To-do list:
a - The text on growth mindset opens with a quotation naming the means through which individuals believe their talents can be developed. List every one of those means.
b - Quote the rows, starting at their very first line and ending at the line that contains "[0,157,34,370]", with both of those lines included.

According to Carol Dweck, author of Mindset, “Individuals who believe their talents can be developed (through hard work, good strategies, and input from others) have a growth mindset. They tend to achieve more than those with a more fixed mindset (those who believe their talents are innate gifts). This is because they worry less about looking smart and they put more energy into learning.”*
You must have had this experience at some point in your life – you did something really well and everyone complemented you on your talent. Maybe for you it was in sports. For me it was academics. And, because you were “talented”, you thought it was a natural gift and you didn’t have to work at it. Over time, some people who worked harder than you overcame your “talent” and unless you learned to work at it, you were being left behind.
It turns out that complimenting people on their gifts may not encourage them to keep growing. Instead, Dweck’s many studies show that it can produce a fixed mindset that we can’t develop talents –that they are innate gifts. When we work hard, develop good strategies and seek advice from others we can develop talents way beyond our initial abilities. This is what she calls a growth mindset.

Data supplied:

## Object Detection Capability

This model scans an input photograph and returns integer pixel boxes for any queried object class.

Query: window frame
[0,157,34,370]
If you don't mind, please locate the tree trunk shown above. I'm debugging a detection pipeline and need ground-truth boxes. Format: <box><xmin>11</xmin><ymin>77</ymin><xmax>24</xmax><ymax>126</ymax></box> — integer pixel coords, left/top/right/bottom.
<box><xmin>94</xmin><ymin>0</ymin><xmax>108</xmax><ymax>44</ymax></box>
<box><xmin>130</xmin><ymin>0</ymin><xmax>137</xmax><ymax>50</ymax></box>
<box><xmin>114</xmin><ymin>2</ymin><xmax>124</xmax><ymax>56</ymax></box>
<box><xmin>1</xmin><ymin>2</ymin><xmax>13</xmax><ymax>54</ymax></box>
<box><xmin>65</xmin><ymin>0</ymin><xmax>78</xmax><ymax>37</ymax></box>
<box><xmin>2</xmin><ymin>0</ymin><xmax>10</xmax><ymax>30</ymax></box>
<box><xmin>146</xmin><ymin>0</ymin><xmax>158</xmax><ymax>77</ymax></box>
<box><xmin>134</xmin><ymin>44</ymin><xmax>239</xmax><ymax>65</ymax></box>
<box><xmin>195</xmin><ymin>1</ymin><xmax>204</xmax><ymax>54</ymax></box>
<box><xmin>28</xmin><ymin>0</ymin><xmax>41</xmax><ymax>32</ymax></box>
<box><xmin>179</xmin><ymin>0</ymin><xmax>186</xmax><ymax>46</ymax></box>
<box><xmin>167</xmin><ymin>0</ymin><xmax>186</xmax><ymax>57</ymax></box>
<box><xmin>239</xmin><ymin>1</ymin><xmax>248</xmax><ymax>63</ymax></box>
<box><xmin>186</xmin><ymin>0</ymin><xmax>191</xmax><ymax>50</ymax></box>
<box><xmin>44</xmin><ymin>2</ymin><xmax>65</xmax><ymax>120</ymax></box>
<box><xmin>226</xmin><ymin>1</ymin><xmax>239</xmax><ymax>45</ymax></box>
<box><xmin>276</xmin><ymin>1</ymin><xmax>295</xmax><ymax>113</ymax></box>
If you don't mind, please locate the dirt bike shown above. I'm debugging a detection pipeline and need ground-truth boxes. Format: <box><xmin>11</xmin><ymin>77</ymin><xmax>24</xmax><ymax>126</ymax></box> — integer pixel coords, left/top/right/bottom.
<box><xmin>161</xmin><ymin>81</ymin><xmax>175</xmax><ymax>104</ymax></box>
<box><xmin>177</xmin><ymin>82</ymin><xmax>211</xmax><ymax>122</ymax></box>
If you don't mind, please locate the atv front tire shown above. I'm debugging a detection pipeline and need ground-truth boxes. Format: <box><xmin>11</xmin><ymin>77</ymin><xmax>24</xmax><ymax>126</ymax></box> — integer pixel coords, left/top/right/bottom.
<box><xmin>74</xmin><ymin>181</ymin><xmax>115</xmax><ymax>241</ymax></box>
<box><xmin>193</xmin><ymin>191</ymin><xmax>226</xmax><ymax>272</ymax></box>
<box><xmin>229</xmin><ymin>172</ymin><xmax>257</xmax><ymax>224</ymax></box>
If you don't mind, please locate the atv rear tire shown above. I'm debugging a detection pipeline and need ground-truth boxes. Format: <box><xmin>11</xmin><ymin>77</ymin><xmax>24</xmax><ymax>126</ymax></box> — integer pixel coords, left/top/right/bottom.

Responses by task:
a -
1. Hard work
2. Good strategies
3. Input from others

b -
## Object Detection Capability

This model scans an input photograph and returns integer pixel boxes for any queried object class.

Query: window frame
[0,157,34,370]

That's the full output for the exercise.